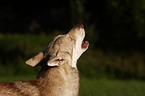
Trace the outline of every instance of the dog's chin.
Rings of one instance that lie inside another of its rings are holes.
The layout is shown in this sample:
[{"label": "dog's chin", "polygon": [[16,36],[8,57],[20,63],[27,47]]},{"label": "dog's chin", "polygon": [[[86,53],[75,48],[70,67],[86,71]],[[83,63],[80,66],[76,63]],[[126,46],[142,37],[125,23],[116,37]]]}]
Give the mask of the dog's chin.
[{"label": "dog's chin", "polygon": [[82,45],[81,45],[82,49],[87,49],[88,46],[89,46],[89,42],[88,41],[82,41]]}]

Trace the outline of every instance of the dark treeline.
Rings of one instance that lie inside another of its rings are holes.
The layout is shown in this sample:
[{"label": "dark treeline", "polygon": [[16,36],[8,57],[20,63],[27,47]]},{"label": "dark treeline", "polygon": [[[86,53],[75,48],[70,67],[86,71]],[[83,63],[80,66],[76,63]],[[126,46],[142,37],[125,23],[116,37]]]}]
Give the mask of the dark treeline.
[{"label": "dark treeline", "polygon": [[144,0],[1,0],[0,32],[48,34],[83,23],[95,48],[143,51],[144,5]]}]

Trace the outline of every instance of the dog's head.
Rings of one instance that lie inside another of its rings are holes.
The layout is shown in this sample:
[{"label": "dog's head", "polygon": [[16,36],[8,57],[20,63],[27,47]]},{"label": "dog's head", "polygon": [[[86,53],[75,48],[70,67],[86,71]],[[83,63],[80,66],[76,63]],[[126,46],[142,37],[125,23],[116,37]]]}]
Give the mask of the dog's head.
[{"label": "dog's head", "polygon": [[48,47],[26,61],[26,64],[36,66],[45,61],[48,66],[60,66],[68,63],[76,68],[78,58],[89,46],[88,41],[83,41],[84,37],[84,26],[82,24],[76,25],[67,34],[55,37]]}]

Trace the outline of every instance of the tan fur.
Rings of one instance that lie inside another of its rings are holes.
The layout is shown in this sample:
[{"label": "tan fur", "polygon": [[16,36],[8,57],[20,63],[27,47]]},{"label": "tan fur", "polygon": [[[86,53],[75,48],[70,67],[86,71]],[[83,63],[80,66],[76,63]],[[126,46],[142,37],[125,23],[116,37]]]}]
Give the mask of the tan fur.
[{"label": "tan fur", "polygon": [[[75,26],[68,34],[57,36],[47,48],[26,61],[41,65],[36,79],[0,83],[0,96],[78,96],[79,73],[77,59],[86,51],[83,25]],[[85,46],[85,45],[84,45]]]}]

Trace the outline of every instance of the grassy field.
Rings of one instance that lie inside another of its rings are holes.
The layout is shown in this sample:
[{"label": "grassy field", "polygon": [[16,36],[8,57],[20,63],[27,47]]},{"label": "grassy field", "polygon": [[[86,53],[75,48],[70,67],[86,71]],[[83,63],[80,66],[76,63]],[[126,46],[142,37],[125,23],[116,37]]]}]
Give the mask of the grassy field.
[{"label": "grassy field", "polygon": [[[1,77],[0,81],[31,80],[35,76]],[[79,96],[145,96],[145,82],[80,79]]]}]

━━━

Written exercise:
Can you render every line of the listing above as a JSON list of strings, one string per line, skipping blank lines and leaving out the picture?

Written answer:
[
  "Trace the outline of every instance of the dog's chin.",
  "Rings of one instance that lie inside another of its rings are holes.",
  "The layout is shown in this sample:",
  "[{\"label\": \"dog's chin\", \"polygon\": [[16,36],[8,57],[20,63],[27,47]]},{\"label\": \"dog's chin\", \"polygon\": [[[86,53],[75,48],[70,67],[86,71]],[[83,63],[80,66],[76,63]],[[126,46],[142,37],[125,23],[116,37]]]}]",
  "Give the mask of the dog's chin.",
  "[{\"label\": \"dog's chin\", \"polygon\": [[82,45],[81,45],[82,49],[87,49],[88,46],[89,46],[89,42],[88,41],[82,41]]}]",
  "Trace the outline of every instance of the dark treeline.",
  "Rings of one instance that lie inside another of its rings are holes.",
  "The layout is shown in this sample:",
  "[{\"label\": \"dark treeline\", \"polygon\": [[16,36],[8,57],[20,63],[27,47]]},{\"label\": \"dark treeline\", \"polygon\": [[[86,53],[75,48],[70,67],[86,71]],[[83,63],[80,66],[76,63]],[[126,46],[142,37],[125,23],[116,37]]]}]",
  "Give the mask of the dark treeline.",
  "[{\"label\": \"dark treeline\", \"polygon\": [[144,0],[1,0],[0,32],[48,34],[83,23],[95,48],[143,51],[144,5]]}]",
  "Trace the outline of every instance of the dog's head.",
  "Rings of one instance that lie inside another of its rings are holes.",
  "The layout is shown in this sample:",
  "[{\"label\": \"dog's head\", \"polygon\": [[16,36],[8,57],[20,63],[27,47]]},{\"label\": \"dog's head\", \"polygon\": [[[86,53],[75,48],[70,67],[86,71]],[[83,63],[80,66],[76,63]],[[126,46],[142,37],[125,23],[116,37]]]}]",
  "Give the mask of the dog's head.",
  "[{\"label\": \"dog's head\", \"polygon\": [[48,47],[26,61],[26,64],[36,66],[45,61],[48,66],[60,66],[68,63],[76,68],[78,58],[89,46],[88,41],[83,41],[84,37],[84,26],[82,24],[76,25],[67,34],[55,37]]}]",
  "Trace the outline of every instance of the tan fur.",
  "Rings of one instance that lie inside another of its rings are holes.",
  "The layout is shown in this sample:",
  "[{\"label\": \"tan fur\", \"polygon\": [[16,36],[8,57],[20,63],[27,47]]},{\"label\": \"tan fur\", \"polygon\": [[[86,53],[75,48],[70,67],[86,71]],[[83,63],[80,66],[76,63]],[[126,46],[142,37],[125,23],[116,37]]]}]",
  "Give the mask of the tan fur.",
  "[{\"label\": \"tan fur\", \"polygon\": [[[75,26],[68,34],[57,36],[47,48],[26,61],[41,65],[36,79],[0,83],[0,96],[78,96],[79,73],[77,59],[86,51],[83,25]],[[85,46],[85,45],[84,45]]]}]",
  "Trace the outline of every instance of the grassy field.",
  "Rings of one instance that lie inside another of its rings are holes.",
  "The layout is shown in this sample:",
  "[{\"label\": \"grassy field\", \"polygon\": [[16,36],[8,57],[20,63],[27,47]]},{\"label\": \"grassy field\", \"polygon\": [[[86,53],[75,48],[70,67],[86,71]],[[83,63],[80,66],[76,63]],[[126,46],[142,37],[125,23],[116,37]]]}]",
  "Give the mask of the grassy field.",
  "[{\"label\": \"grassy field\", \"polygon\": [[[1,77],[0,81],[31,80],[35,76]],[[79,96],[145,96],[145,82],[80,79]]]}]"
]